## [Provided passage]
▼

Health / Tips & tools

RSV, COVID-19, and Flu: What to Know About This Season's Vaccines

Grandmother, daughter, and granddaughter outside

Remember last winter's “tripledemic”? Hospitals across the country were filled with people who had respiratory syncytial virus (RSV), COVID-19, and the flu. 

This season, for the first time, there are vaccines for all three viruses, including a new RSV shot and an updated COVID-19 vaccine. And with your BCBSRI health plan, you’re covered for all three vaccines for $0.*

Here's what you need to know for a healthier fall and winter.

RSV: Talk with your doctor

Most of the time, RSV will cause a mild, cold-like illness, but it can cause severe illness, especially in infants and young children, older adults, and those with heart or lung conditions. 

Who should get vaccinated
The vaccine can help protect adults aged 60+ as well as pregnant women. If you are eligible for the RSV vaccine, ask your primary care provider (PCP) or obstetrician if it is right for you. In addition, if you have a child under 19 months, ask their pediatrician about a new immunization called nirsevimab that protects infants and young children from RSV. The CDC recommends:

  • 1 dose of nirsevimab for all infants younger than 8 months born during or entering their first RSV season.

▲

## [Instructions]
a - For each statement, answer yes or no according to the article on this season's vaccines, and quote the words of the article that decide it. (i) This season is the first with vaccines for all three viruses. (ii) The RSV vaccine can help protect adults aged 50 and older. (iii) The CDC recommends two doses of nirsevimab for infants younger than 8 months.
b - Name every virus that the article on this season's vaccines says filled hospitals during last winter's "tripledemic."
c - Transcribe the article on this season's vaccines from "Health / Tips" to "fall and winter.".

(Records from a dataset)
▼

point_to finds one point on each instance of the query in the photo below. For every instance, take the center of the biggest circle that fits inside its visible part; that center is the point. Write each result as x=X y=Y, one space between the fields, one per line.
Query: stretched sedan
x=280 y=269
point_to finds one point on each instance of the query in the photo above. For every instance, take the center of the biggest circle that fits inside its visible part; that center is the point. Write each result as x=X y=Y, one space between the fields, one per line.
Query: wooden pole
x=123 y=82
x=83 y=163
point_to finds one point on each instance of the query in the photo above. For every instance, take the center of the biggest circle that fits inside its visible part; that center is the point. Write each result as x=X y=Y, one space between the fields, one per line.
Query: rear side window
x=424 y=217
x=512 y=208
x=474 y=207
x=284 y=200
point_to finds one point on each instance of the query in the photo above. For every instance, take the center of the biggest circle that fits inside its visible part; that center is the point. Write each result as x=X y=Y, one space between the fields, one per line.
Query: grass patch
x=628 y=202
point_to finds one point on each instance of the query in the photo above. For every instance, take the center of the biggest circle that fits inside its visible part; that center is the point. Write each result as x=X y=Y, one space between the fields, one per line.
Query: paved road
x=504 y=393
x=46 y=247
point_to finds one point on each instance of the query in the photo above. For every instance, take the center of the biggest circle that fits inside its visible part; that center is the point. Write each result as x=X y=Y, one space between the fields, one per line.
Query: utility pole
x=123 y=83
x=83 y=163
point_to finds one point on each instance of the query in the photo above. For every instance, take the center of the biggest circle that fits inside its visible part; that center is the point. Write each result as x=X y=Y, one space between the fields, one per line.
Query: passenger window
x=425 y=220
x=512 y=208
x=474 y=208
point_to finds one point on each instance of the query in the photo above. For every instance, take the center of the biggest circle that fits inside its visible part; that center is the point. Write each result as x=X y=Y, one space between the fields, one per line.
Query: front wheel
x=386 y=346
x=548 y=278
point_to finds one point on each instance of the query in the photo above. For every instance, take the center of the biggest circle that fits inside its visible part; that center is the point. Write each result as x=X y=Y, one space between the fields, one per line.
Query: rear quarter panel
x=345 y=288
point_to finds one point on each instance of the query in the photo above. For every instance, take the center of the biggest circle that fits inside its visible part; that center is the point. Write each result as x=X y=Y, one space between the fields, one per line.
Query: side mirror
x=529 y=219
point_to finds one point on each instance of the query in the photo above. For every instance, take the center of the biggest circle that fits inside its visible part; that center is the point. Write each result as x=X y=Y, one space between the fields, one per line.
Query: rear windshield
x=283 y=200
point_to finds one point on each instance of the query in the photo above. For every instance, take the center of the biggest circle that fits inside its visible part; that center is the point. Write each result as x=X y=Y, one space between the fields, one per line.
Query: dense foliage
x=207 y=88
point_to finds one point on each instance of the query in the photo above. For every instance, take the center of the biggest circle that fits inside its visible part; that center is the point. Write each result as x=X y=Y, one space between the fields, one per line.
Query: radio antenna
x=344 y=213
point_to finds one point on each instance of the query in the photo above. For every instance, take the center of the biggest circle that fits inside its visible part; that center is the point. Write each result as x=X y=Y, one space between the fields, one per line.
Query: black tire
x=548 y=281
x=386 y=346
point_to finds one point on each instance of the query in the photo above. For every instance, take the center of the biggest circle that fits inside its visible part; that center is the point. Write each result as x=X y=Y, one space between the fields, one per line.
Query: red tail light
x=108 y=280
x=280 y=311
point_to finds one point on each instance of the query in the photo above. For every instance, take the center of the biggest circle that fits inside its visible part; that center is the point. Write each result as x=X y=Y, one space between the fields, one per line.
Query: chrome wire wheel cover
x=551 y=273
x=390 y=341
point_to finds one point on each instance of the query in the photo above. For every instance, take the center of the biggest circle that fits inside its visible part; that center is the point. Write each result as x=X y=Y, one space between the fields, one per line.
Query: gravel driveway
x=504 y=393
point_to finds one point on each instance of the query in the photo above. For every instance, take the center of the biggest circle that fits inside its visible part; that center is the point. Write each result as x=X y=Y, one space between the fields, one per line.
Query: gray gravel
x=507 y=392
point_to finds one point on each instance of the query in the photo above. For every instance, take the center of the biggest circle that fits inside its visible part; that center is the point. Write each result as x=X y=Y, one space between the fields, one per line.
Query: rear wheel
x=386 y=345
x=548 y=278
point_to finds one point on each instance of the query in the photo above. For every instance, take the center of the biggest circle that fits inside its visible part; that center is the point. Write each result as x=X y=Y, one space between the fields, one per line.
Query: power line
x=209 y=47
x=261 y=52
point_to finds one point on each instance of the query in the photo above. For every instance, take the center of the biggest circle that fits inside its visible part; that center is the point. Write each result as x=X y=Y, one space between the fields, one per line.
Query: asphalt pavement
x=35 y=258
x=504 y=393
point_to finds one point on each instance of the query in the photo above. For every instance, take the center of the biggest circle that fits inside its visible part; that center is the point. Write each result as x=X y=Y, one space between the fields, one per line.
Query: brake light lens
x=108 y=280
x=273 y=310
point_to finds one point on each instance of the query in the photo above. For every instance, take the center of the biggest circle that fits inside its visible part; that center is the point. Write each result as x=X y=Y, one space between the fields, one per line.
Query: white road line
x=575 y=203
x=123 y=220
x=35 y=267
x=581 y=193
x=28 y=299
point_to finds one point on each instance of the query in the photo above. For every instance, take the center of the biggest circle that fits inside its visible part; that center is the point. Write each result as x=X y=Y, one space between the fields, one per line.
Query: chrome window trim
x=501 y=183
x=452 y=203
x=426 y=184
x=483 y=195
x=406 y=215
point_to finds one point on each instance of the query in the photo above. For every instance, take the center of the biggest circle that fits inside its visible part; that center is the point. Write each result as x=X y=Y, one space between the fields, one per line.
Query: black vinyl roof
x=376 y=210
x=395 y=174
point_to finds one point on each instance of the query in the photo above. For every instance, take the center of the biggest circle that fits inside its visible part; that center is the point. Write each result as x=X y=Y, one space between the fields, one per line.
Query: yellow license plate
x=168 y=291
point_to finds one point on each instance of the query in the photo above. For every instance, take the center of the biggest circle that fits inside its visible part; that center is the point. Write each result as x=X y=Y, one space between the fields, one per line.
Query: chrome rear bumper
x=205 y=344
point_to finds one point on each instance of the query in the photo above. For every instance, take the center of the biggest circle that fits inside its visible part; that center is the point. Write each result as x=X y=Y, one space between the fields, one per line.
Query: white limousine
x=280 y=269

▲

## [Answers to the exercises]
a -
(i) Yes: "This season, for the first time, there are vaccines for all three viruses"
(ii) No: "The vaccine can help protect adults aged 60+ as well as pregnant women."
(iii) No: "1 dose of nirsevimab for all infants younger than 8 months born during or entering their first RSV season."

b - Respiratory syncytial virus (RSV), COVID-19, and the flu.

c -
Health / Tips & tools

RSV, COVID-19, and Flu: What to Know About This Season's Vaccines

Grandmother, daughter, and granddaughter outside

Remember last winter's “tripledemic”? Hospitals across the country were filled with people who had respiratory syncytial virus (RSV), COVID-19, and the flu. 

This season, for the first time, there are vaccines for all three viruses, including a new RSV shot and an updated COVID-19 vaccine. And with your BCBSRI health plan, you’re covered for all three vaccines for $0.*

Here's what you need to know for a healthier fall and winter.